Print all of the records below again without a single difference.

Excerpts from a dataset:
****

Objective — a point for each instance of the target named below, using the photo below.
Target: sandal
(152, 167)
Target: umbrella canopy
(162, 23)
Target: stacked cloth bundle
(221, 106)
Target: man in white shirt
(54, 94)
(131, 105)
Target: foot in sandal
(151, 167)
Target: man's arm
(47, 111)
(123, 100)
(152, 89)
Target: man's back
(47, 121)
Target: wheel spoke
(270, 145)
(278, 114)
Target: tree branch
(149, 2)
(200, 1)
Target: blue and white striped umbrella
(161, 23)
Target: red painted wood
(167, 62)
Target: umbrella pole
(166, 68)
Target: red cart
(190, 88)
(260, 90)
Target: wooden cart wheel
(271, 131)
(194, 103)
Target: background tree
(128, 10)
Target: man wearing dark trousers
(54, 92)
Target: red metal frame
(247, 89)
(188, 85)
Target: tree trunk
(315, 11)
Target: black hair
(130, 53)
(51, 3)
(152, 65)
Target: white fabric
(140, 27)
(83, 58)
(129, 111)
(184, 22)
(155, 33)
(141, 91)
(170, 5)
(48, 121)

****

**SOLUTION FOR THIS EXERCISE:**
Objective — a point for each instance of the target named below, using the photo below.
Target: sandal
(152, 167)
Target: umbrella canopy
(162, 23)
Target: stacked cloth bundle
(221, 106)
Target: man in white shirt
(54, 94)
(131, 105)
Target: foot in sandal
(151, 167)
Target: man's arm
(47, 111)
(123, 100)
(152, 89)
Target: man's back
(47, 121)
Target: wheel spoke
(270, 145)
(278, 114)
Target: tree branch
(149, 2)
(200, 1)
Target: blue and white striped umbrella
(161, 23)
Target: red painted wood
(167, 62)
Target: umbrella pole
(166, 68)
Target: red cart
(190, 88)
(260, 90)
Target: wooden cart wheel
(271, 131)
(194, 103)
Target: background tree
(128, 10)
Target: man wearing dark trousers
(54, 92)
Target: red metal frame
(247, 89)
(188, 85)
Target: tree trunk
(315, 11)
Target: black hair
(130, 53)
(51, 3)
(152, 65)
Target: white fabric
(140, 27)
(83, 58)
(129, 111)
(184, 22)
(155, 33)
(141, 91)
(170, 5)
(48, 121)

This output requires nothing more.